Мама утёрла слёзы и с этой минуты потеряла веру одновременно в Пионерию, Комсомолию и Советскую власть (которая, кстати, чуть не отправила её в тюрьму, когда собес выяснил, что мама «смеет» получать пенсию от государства и самым бессовестным образом подрабатывать певчей в церковном хоре – 5 рублей за воскресную и 8 за праздничную службу. Ограничились штрафом, и в течение года и 3 месяцев мама получала пенсию 8 рублей вместо 70 – остальное отчисляли в госбюджет за «великую провинность». Документы, подписанные чиновницей, хранятся в моём архиве). 
Зато религия не стала для мамы чем-то чуждым или достойным издёвок, как для большинства советских детей.  
И ничего в этом нет удивительного – в её родственном и ближнем круге все настолько верили в загробное (и гораздо более счастливое) существование, что само расставание с белым светом их не слишком тяготило – разве что нетерпеливое волнение одолевало, как новичка перед выходом на сцену – «а что там, за кулисами?!». Софья Матвеевна, лёжа на смертном одре, как и многие мои «старики», подробно и спокойно, даже подшучивая, объясняла зятьям и невесткам – кто где должен занять место на поминках, как и что расставлять на столах. Бальзамирование она считала язычеством и повелела после кончины, до положения во гроб перед похоронами, держать её тело в холодильнике, близко не подпуская никаких «людишек с медицинскими чемоданчиками».
«Изобретённый», кажется, не так давно «гроб-холодильник», попросила для себя, умирая, и моя мама, и я выполнил её последнюю волю.  
Артвинцы - четвертушка моего рода, исповедовали католическую религию.
На фотографии вверху изображён родной брат Софьи Матвеевны, епископ Антон (Гапоян), который был на очень хорошем счету в Ватикане. Служил мессы в тбилисском католическом костёле на Кирочной.
-.-.-
ЗАДАНИЕ: Сможете продолжить воспоминания о маме и вере её родных, начав сразу после последнего предложения?

Записи датасета:
-.-.-
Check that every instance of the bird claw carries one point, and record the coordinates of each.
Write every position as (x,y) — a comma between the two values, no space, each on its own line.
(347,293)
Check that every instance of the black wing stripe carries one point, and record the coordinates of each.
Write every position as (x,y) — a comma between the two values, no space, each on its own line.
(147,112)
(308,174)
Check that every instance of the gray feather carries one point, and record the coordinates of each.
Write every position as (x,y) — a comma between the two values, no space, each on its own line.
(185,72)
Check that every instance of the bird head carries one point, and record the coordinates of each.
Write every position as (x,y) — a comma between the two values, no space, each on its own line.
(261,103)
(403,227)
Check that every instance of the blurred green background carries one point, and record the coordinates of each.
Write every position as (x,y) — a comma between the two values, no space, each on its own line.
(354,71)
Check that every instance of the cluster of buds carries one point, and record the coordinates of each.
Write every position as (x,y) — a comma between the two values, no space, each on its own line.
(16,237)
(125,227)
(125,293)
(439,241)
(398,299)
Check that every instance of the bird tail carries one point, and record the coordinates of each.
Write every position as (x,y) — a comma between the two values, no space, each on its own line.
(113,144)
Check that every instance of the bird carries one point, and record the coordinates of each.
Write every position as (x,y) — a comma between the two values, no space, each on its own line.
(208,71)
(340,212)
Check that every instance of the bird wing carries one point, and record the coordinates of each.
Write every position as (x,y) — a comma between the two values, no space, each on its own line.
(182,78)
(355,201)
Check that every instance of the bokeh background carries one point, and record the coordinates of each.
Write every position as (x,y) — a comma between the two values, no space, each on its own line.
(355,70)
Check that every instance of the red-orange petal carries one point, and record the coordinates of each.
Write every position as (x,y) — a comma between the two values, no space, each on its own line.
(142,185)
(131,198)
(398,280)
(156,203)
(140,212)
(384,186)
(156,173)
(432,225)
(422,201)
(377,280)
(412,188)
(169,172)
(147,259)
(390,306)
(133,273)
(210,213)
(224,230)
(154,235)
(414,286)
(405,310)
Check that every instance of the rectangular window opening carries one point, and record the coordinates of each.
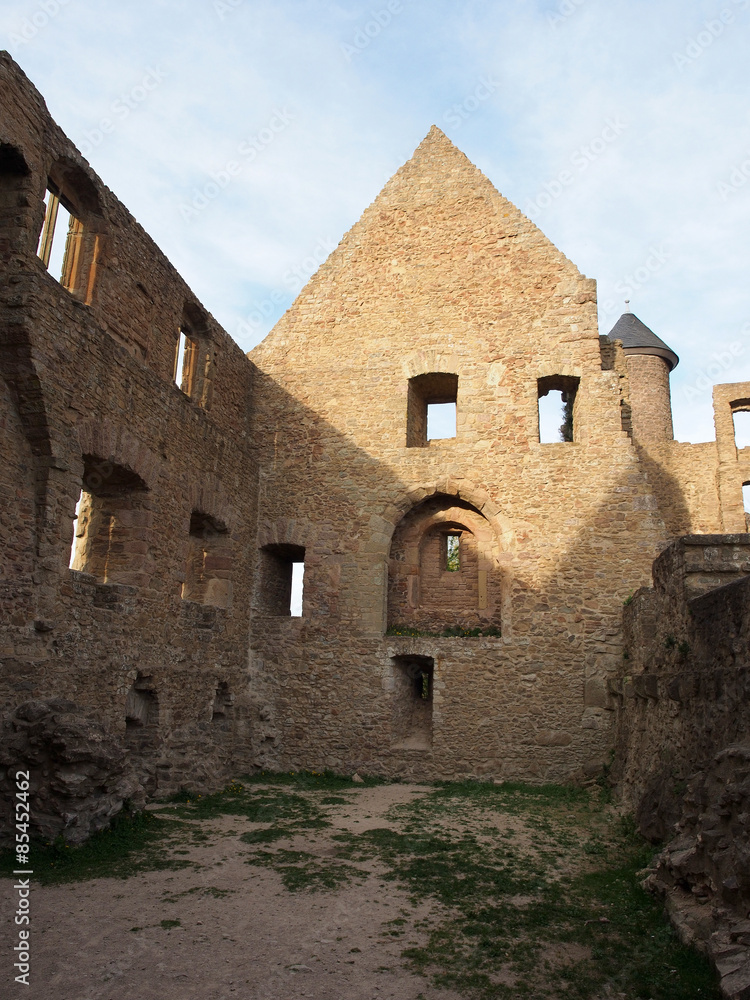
-.-.-
ПОЛЕ ОТВЕТА:
2.jpg

Много белых пятен осталось в биографии и деятельности представителя одной из ветвей моего рода, священника и теолога, свободно владевшего на письменном уровне восемью языками. Доверчиво (как и многие умнейшие и талантливейшие люди) возвратившись из Ватикана в уже советскую Грузию, патер Антон, сразу во всём разобравшись, старался не появляться на улицах в священническом облачении, ездил в закрытых фаэтонах (денег с него фаэтонщики не брали). Так, скрытно, он жил и тайно продолжал своё служение. Мама моя была его любимой внучкой. Он причащал её и исповедовал, особенно часто - после одного случая. Обожая пирожные, мама не решалась попросить денег у взрослых и изнывала от искушения. В то время она повадилась ходить в гости к соседке Фене, грудную дочку которой очень полюбила и всякий раз просилась покачать её колыбельку. Маме доверяли, оставляли в спаленке. Там-то она и заприметила где-то запылившийся полтинник и стянула его, настроившись на эклер и трубочки. Но наутро бабушка, Вера Матвеевна, утюжа мамин школьный воротничок и толстовку, нашла завязанный узелок и категорически велела отнести назад и просить прощения. Никакие слёзы и уговоры не помогли. Пришлось, стыдом умывшись, вернуть полтинник Фене, простившей грешницу от чистого сердца. В этом злодеянии мама покаялась епископу Антону. Она до последних дней вспоминала его светлую улыбку и слова: «Бог простит, как я прощаю».
Епископ Антон по доносу был арестован в страшные 1930-е и сослан в Сыктывкар, столицу Коми АССР.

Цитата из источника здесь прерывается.